How to complete this task: Reproduce the lines of the listing exactly, beginning at the top, until the line with "326L127 327L147 351L0" has been reproduced too.

Data provided:
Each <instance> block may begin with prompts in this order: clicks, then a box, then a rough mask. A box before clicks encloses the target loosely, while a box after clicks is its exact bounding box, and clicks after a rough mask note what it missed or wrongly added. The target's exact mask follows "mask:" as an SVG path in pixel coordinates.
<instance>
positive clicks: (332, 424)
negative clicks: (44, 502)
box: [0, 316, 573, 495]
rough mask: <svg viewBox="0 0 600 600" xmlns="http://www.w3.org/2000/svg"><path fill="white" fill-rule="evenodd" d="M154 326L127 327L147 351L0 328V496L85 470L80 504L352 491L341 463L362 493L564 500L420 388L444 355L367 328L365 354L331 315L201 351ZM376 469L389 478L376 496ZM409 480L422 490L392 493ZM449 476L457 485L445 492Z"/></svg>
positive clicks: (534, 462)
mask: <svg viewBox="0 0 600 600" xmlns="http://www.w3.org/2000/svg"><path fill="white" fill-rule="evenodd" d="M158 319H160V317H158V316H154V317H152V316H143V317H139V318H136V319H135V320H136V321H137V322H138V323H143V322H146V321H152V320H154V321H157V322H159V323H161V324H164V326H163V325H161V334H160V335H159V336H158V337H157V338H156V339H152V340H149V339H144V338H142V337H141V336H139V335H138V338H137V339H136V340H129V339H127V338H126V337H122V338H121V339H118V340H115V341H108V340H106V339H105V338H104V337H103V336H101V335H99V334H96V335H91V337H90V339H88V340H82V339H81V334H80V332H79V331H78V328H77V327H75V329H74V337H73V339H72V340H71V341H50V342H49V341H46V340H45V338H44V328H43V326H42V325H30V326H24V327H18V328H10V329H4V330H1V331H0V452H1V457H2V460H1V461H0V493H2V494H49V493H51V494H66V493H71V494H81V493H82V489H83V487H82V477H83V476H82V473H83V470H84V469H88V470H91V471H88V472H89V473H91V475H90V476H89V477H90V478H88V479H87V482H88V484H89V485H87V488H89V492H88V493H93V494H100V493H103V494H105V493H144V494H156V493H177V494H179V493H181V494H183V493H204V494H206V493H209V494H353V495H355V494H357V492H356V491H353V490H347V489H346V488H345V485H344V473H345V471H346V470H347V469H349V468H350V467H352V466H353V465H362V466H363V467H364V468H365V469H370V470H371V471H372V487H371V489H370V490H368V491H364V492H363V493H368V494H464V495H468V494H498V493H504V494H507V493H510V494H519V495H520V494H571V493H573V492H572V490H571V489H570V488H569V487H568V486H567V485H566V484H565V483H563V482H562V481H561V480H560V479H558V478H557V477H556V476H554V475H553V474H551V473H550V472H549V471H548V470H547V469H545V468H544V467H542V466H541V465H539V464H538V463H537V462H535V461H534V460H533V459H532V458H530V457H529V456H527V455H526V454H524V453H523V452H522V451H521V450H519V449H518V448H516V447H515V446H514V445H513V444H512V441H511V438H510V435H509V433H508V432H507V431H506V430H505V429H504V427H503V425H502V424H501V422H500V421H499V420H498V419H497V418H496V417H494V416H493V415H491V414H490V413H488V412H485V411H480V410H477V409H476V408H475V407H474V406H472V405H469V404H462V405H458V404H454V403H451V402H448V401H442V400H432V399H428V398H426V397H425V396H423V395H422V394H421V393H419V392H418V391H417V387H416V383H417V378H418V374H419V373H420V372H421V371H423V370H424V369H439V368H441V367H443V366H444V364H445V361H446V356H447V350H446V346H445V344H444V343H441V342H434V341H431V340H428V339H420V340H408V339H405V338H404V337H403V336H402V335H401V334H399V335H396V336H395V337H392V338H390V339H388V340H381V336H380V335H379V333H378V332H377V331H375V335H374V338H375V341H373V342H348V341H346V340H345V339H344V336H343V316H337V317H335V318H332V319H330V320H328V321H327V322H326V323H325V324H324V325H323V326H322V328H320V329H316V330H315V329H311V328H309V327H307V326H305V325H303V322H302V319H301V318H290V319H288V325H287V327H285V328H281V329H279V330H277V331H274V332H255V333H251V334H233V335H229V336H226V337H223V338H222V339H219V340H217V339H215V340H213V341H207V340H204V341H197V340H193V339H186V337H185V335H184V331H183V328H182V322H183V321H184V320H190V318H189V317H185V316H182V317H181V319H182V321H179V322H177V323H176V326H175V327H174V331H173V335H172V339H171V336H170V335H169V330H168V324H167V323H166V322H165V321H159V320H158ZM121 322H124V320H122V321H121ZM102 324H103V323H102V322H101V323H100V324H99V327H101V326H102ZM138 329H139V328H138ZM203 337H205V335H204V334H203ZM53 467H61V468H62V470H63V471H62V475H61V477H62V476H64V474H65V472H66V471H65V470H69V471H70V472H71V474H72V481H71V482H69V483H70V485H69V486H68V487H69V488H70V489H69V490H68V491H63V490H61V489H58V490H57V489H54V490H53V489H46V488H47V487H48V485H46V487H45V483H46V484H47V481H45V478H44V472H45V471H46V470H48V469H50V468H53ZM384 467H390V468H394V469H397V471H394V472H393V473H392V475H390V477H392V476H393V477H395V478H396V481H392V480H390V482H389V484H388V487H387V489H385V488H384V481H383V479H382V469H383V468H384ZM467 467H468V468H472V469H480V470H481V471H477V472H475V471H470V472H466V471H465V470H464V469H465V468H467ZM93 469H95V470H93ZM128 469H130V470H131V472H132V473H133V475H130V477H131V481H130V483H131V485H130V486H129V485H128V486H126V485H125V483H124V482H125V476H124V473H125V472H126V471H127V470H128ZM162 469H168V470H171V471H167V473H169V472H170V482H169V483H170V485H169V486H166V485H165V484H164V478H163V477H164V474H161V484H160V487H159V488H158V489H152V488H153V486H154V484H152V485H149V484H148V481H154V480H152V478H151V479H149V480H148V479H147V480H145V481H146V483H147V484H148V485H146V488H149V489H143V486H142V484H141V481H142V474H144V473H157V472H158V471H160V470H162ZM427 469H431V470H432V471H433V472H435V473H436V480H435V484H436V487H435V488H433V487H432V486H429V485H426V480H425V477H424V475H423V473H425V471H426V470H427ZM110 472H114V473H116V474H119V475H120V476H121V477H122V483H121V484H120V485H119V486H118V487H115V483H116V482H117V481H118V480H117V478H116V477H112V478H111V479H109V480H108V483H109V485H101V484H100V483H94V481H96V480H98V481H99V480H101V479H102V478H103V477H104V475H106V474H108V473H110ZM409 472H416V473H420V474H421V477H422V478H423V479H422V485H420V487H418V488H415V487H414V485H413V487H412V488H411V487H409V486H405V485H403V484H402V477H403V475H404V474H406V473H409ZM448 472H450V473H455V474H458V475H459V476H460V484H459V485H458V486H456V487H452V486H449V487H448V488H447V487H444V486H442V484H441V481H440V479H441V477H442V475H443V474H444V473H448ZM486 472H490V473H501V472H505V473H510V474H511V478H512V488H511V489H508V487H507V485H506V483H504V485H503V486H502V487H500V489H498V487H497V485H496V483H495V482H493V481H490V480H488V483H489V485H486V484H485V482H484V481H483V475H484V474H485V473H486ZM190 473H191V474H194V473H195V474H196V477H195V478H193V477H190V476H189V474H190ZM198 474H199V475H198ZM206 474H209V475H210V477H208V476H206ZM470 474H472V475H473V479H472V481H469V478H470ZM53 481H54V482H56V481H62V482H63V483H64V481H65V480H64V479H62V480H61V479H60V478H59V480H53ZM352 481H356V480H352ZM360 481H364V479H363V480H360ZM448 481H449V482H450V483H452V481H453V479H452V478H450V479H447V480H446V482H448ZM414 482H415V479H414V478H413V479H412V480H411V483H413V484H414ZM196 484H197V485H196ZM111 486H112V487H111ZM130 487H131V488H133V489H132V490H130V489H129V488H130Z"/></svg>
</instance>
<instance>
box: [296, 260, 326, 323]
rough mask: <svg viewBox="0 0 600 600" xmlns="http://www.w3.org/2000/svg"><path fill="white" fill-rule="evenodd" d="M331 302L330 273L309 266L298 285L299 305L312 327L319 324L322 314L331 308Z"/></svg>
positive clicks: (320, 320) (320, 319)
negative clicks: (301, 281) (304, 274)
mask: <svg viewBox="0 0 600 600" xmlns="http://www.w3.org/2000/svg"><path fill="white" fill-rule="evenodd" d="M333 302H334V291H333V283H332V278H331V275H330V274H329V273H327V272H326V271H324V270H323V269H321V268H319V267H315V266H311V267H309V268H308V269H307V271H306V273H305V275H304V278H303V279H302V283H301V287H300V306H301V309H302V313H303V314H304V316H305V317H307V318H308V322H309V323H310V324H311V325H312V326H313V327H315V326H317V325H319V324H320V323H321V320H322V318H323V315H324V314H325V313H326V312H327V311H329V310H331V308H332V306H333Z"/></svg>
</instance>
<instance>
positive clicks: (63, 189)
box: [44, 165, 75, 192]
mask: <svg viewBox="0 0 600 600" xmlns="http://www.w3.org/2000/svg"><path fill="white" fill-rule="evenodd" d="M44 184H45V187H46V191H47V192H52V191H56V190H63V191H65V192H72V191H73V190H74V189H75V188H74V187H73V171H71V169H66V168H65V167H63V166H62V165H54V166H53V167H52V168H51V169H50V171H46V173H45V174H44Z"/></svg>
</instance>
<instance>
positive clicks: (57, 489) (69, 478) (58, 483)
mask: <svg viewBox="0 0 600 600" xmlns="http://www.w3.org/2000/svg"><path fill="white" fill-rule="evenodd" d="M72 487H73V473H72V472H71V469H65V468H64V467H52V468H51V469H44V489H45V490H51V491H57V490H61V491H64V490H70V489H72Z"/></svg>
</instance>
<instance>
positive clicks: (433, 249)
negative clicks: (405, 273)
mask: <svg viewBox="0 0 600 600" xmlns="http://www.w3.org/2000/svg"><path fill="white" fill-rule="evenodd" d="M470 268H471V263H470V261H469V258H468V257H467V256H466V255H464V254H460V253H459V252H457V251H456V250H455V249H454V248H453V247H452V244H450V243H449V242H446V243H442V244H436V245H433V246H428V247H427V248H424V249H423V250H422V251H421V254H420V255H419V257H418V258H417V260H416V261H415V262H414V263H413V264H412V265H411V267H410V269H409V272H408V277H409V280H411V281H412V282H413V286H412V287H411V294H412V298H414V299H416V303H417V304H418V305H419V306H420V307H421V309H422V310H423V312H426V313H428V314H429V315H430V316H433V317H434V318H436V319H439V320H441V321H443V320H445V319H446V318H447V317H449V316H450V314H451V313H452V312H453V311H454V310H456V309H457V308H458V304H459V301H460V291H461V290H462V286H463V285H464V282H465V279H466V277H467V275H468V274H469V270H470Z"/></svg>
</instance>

Reply to the exercise:
Each <instance> block may begin with prompts in this order: clicks, then a box, then a rough mask. A box before clicks encloses the target loosely, while a box after clicks is its exact bounding box, and clicks after a rough mask note what it missed or wrongly added. The target's exact mask follows "mask:" as an SVG path in pixel coordinates.
<instance>
positive clicks: (332, 424)
negative clicks: (44, 502)
box: [0, 316, 573, 495]
rough mask: <svg viewBox="0 0 600 600" xmlns="http://www.w3.org/2000/svg"><path fill="white" fill-rule="evenodd" d="M154 326L127 327L147 351L0 328V496L85 470L80 504L352 491L341 463L362 493L564 500L420 388L444 355L367 328L365 354L331 315L201 351ZM376 469L389 478L376 496ZM409 480L422 490L392 493ZM449 476L457 485L445 492Z"/></svg>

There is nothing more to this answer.